**INSTRUCTIONS FOR THE TASK:**
Copy all of the following data word for word, without changing anything.

>>>

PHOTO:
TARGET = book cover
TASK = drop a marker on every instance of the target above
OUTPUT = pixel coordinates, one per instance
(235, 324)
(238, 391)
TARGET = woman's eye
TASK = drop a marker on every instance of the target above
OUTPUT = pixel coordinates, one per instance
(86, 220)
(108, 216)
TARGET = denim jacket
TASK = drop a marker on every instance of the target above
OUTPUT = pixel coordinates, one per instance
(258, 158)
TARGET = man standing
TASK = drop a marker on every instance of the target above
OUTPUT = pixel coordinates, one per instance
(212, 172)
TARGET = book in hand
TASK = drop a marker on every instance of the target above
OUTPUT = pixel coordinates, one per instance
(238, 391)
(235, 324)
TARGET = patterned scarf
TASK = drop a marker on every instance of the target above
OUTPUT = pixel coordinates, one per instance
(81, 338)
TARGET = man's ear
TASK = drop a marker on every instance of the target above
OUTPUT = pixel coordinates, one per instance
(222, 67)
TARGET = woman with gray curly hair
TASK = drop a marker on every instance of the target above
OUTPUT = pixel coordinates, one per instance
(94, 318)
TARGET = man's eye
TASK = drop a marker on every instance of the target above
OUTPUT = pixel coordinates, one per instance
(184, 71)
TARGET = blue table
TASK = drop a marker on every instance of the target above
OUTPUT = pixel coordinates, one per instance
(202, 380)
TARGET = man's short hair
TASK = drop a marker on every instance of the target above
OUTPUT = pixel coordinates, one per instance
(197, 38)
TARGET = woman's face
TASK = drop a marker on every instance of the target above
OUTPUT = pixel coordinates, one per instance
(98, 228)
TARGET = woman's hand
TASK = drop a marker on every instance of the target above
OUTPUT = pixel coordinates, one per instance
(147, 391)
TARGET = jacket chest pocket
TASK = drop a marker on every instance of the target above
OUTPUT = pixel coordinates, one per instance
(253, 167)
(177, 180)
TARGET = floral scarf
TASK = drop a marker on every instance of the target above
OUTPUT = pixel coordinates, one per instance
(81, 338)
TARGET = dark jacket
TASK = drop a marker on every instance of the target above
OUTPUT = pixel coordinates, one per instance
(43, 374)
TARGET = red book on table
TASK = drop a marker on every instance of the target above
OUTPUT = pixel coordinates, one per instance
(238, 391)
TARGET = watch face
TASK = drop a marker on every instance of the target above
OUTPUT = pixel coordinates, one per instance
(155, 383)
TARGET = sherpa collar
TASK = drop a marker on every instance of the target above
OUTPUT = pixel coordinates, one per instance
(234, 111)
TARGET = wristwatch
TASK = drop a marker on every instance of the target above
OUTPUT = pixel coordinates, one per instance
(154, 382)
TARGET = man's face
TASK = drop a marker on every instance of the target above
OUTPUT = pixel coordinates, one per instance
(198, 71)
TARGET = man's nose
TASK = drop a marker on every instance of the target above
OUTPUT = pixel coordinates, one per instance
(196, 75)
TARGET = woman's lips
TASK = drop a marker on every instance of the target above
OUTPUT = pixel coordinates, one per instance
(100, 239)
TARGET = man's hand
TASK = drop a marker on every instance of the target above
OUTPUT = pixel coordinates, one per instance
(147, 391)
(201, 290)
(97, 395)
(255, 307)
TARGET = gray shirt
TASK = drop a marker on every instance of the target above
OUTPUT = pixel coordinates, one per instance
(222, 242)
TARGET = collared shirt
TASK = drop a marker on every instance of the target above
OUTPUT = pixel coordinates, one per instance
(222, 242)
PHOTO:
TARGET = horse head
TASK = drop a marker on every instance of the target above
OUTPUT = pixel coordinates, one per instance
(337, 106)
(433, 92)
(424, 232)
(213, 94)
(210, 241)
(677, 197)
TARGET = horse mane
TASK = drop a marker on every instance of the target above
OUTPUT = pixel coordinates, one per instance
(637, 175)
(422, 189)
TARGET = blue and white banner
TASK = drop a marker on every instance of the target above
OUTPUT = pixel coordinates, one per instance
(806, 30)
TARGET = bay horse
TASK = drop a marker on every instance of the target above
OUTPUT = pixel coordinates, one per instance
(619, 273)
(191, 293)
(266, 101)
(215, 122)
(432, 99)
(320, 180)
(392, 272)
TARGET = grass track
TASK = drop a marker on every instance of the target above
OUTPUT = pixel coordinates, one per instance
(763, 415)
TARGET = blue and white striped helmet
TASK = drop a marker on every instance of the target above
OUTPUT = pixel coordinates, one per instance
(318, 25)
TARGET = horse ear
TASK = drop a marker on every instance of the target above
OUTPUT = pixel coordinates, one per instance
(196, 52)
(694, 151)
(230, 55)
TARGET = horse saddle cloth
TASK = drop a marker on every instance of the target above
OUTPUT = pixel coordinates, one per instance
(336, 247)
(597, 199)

<<<

**RESPONSE:**
PHOTO:
TARGET = book cover
TASK = drop a marker on every instance of the target above
OUTPUT = pixel coordinates, one per instance
(235, 324)
(238, 391)
TARGET = woman's eye
TASK = drop a marker on every instance of the target above
OUTPUT = pixel coordinates, one per instance
(86, 220)
(108, 216)
TARGET = denim jacket
TASK = drop a marker on every instance of the target above
OUTPUT = pixel coordinates, one per instance
(258, 158)
TARGET = man standing
TASK = drop a marker on every instance of the target above
OUTPUT = pixel coordinates, one per instance
(212, 172)
TARGET = book in hand
TASK = drop a marker on every instance of the target above
OUTPUT = pixel coordinates, one per instance
(238, 391)
(235, 324)
TARGET = patterned scarf
TASK = drop a marker on every instance of the target above
OUTPUT = pixel coordinates, one per instance
(81, 338)
TARGET = man's ear
TASK = drop a marker on every instance of the target above
OUTPUT = pixel coordinates, one per instance
(222, 67)
TARGET = woman with gray curly hair
TASK = drop a marker on every instance of the target above
OUTPUT = pixel coordinates, one per instance
(94, 318)
TARGET = man's eye
TASK = drop a marker on every instance of the target above
OUTPUT = pixel coordinates, one per instance
(184, 71)
TARGET = blue table
TASK = drop a marker on every instance of the target above
OUTPUT = pixel coordinates, one per instance
(202, 380)
TARGET = man's short hair
TASK = drop a marker on every instance of the target above
OUTPUT = pixel coordinates, one per instance
(197, 38)
TARGET = woman's face
TASK = drop a marker on every instance of the target above
OUTPUT = pixel coordinates, one per instance
(98, 228)
TARGET = woman's hand
TASK = drop a marker on every instance of the target above
OUTPUT = pixel coordinates, one per instance
(147, 391)
TARGET = jacket chest pocket
TASK = drop a marker on every instance of the target above
OUTPUT = pixel coordinates, one per instance
(253, 167)
(177, 180)
TARGET = floral scarf
TASK = drop a marker on every instance of the target above
OUTPUT = pixel coordinates, one per instance
(81, 338)
TARGET = dark jacket
TASK = drop a marker on every instance of the target above
OUTPUT = pixel coordinates, one per instance
(43, 374)
TARGET = red book on table
TASK = drop a marker on every instance of the target above
OUTPUT = pixel coordinates, one per instance
(238, 391)
TARGET = watch face
TASK = drop a marker on every instance of the target above
OUTPUT = pixel coordinates, one per instance
(155, 383)
TARGET = sherpa collar
TASK = drop a marker on every instance of the target above
OUTPUT = pixel coordinates, one per instance
(234, 111)
TARGET = wristwatch
TASK = drop a marker on every instance of the target above
OUTPUT = pixel coordinates, one per instance
(154, 382)
TARGET = man's face
TASK = drop a marker on every instance of the target above
OUTPUT = pixel coordinates, one per instance
(198, 71)
TARGET = man's nose
TASK = drop a marker on every instance of the target above
OUTPUT = pixel coordinates, one per instance
(196, 75)
TARGET = woman's lips
TASK = drop a marker on every instance of the target above
OUTPUT = pixel coordinates, one per instance
(100, 239)
TARGET = man's hand
TASK = drop a marker on every instance of the target above
OUTPUT = pixel coordinates, one per instance
(147, 391)
(201, 290)
(97, 395)
(255, 307)
TARGET = gray shirt
TASK = drop a marker on every instance of the target above
OUTPUT = pixel coordinates, one per instance
(222, 242)
TARGET = collared shirt
TASK = drop a marker on every instance of the target above
OUTPUT = pixel coordinates, one per instance
(222, 242)
PHOTO:
TARGET = horse head
TASK = drop a marker on every instance of the target above
OUTPUT = pixel coordinates, one per instance
(337, 106)
(433, 92)
(424, 232)
(213, 94)
(210, 241)
(677, 197)
TARGET = horse mane
TASK = drop a marker on every instance of the target above
OUTPUT = pixel coordinates, one per instance
(637, 175)
(422, 189)
TARGET = blue and white banner
TASK = drop a marker on every instance of the target above
OUTPUT = pixel coordinates, one per instance
(806, 30)
TARGET = bay horse
TASK = drop a marker on every instance of the target above
OUTPUT = pixel coordinates, one per instance
(619, 273)
(191, 293)
(266, 101)
(215, 122)
(432, 99)
(320, 180)
(392, 272)
TARGET = grass track
TASK = drop a marker on every instance of the target above
OUTPUT = pixel coordinates, one per instance
(763, 415)
TARGET = blue and white striped helmet
TASK = drop a marker on every instance of the target above
OUTPUT = pixel coordinates, one per instance
(318, 25)
TARGET = horse ear
TASK = drop a marker on every instance of the target above
OUTPUT = pixel coordinates, one per instance
(196, 52)
(694, 151)
(230, 55)
TARGET = horse saddle cloth
TASK = drop a marker on every instance of the target above
OUTPUT = pixel coordinates, one per instance
(336, 247)
(597, 199)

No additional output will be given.